--- Material for this exercise ---
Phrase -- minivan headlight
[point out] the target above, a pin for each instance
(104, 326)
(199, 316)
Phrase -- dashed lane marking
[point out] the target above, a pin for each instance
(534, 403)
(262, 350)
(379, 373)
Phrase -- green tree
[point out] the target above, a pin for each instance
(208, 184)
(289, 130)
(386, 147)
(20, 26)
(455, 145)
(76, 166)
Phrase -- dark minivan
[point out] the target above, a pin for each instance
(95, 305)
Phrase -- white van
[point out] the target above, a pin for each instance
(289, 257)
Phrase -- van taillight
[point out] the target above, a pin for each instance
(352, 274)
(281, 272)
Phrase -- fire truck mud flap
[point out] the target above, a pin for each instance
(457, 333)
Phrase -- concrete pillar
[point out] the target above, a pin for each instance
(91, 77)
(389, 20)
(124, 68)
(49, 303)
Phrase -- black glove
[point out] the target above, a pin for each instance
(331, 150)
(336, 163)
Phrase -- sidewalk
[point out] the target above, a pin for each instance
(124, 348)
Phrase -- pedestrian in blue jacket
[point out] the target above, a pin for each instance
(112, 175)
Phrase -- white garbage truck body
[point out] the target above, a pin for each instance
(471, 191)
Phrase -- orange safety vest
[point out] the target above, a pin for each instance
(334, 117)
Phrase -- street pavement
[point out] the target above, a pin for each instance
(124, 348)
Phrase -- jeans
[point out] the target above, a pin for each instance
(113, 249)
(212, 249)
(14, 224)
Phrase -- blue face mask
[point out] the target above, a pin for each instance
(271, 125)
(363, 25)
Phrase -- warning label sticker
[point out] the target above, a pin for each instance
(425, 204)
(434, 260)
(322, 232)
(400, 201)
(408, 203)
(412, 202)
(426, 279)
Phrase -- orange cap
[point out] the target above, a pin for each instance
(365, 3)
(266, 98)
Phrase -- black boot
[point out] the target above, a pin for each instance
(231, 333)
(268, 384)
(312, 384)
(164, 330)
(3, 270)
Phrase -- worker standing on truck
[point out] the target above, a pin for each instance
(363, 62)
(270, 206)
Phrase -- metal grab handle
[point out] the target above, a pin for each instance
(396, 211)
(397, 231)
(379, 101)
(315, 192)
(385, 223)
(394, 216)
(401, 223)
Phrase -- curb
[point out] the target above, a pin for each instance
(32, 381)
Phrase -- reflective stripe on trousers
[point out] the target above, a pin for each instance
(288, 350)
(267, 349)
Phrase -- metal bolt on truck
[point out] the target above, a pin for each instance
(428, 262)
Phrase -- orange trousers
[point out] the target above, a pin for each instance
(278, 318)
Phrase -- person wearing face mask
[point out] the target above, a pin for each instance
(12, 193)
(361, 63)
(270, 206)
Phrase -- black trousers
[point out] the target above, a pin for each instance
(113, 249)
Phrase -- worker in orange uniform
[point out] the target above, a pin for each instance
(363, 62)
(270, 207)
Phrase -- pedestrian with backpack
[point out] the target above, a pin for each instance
---
Lines from the one holding "Phrase -- pedestrian with backpack" to the end of the listing above are the only ones to transcribe. Keep each exactly as written.

Phrase -- pedestrian with backpack
[point out] the target above, a pin for each instance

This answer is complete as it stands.